● **STATED GOAL A**
Starting at the line with "Task: set a point on the white" and ending at the last line of the records, rewrite the records with "white" swapped for "gray" and everything else left the same.

● **EXTRACT PROVIDED**
This beef jerky is my to-go recipe for an easy, nutritious, satisfying, and easily-portable snack. I’ve fine-tuned the recipe over the years and simplified it, so that it’s both easy to make and incredibly tasty.
A secret ingredient — that also has lots of health benefits — makes this jerky extra tender. Read on to find the secrets (including the secret ingredient!) on how to make the best and the most tender beef jerky!
How to Make Homemade Beef Jerky
This is a straightforward beef jerky recipe with just 5 ingredients. Although the jerky takes some time to make, the preparations are pretty easy. You just slice the meat, let it marinate overnight, spread onto a baking rack, let bake for about 6 hours at a very low temperature, and you are done. So, as you see, there is only a little work in this recipe and lots of waiting time — which you can use for doing something you love!
This recipe makes two batches. While the first batch is drying in the oven, you can keep the rest of the marinated beef in the fridge and dry in the oven once the first batch is done.
But let’s talk about the ingredients. For the meat, I’ve noticed that sirloin works best. Everything else tends to make tough jerky.
Over the years, I’ve tried several types of meat and always return using sirloin because it makes the best and the most tender jerky. To maximize the nutritiousness and the health benefits, go for grass-fed and grass-finished beef if you can.
For the marinade, I prefer to use coconut aminos or tamari (fermented soy sauce) as the base. Sometimes, I use just coconut aminos and sometimes just tamari, but I often combine these two in different ratios.
Just notice that coconut aminos contain more carbs than tamari. And if you go for tamari, use the traditional type, which is fermented (no shortcuts here!) and doesn’t contain wheat or gluten.
Now, you must be dying to hear the secret ingredient: it’s raw apple cider vinegar, i.e., good old ACV. Having numerous health benefits, this incredible ingredient also helps make meat more tender. That’s one of the reasons why I use it in my beef jerky.
Apple cider vinegar also lends an appetizing tang to the meat, so that’s another reason I love using it in my jerky.
There are several spices you can use in your beef jerky, from mild to fiery. As I make a whole-family version, I favor mild flavors. This recipe uses onion powder as a natural flavor enhancer and either black or white pepper to lend a tongue-tickling kick.
Actually, I often use a combination of black and white pepper, but lately, I’ve used only white pepper because I prefer the exciting note and black pepper seems to be somewhat worn and a bit too obvious spice.
Naturally, other spices work, too. Check for more tips at the Tips for Variations section below.
Step-by-Step Instructions on How to Make Homemade Beef Jerky
So, that’s it, let’s take a look at how to prepare this superb snack:
Take about 2 lbs (910 grams), preferably grass-fed and grass-finished sirloin.
Slice it as thinly as you can.
Like this. Set aside for a while and make the marinade.
To make the marinade: take a steel or glass bowl and combine 1/2 cup (120 ml) coconut aminos or tamari (I use coconut aminos here)…
…2 tablespoons raw apple cider vinegar…
…1 teaspoon onion powder…
…and 1 teaspoon ground white pepper or black pepper (I use white pepper here).
Whisk until well combined.

● **STATED GOAL B**
Copy the beef jerky recipe word for word, starting at "But let’s talk" and ending at "if you can.".

(Records from a collection)

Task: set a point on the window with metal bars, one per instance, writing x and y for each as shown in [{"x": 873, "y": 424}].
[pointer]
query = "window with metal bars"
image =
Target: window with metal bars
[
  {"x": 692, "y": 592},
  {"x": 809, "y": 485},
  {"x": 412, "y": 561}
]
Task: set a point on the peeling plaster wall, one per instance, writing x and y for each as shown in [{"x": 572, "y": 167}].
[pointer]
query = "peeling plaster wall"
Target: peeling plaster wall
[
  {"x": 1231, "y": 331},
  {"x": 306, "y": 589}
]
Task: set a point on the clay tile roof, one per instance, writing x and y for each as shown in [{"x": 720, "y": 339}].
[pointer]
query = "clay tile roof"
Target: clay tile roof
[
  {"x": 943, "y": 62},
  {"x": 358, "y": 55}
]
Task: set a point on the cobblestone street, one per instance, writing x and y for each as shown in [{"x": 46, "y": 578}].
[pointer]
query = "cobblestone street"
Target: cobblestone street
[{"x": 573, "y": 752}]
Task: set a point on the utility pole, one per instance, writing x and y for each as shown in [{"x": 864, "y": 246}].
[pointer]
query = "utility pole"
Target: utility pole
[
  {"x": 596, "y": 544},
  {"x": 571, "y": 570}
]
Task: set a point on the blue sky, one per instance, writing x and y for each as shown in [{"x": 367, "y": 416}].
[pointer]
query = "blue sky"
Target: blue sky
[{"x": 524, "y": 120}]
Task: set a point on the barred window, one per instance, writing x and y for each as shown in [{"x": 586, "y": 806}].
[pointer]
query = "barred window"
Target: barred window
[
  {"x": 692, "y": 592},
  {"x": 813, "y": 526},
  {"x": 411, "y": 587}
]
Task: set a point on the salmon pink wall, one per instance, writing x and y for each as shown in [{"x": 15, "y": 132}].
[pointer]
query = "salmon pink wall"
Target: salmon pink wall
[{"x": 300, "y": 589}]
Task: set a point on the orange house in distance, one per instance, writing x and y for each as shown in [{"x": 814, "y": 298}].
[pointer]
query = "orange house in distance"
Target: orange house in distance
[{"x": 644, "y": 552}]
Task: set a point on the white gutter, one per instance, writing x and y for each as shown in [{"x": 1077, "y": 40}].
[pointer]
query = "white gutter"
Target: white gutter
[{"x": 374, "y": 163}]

● **TASK OUTPUT A**
Task: set a point on the gray gutter, one per instance, writing x and y for each as shown in [{"x": 1077, "y": 40}].
[pointer]
query = "gray gutter"
Target: gray gutter
[{"x": 374, "y": 163}]

● **TASK OUTPUT B**
But let’s talk about the ingredients. For the meat, I’ve noticed that sirloin works best. Everything else tends to make tough jerky.
Over the years, I’ve tried several types of meat and always return using sirloin because it makes the best and the most tender jerky. To maximize the nutritiousness and the health benefits, go for grass-fed and grass-finished beef if you can.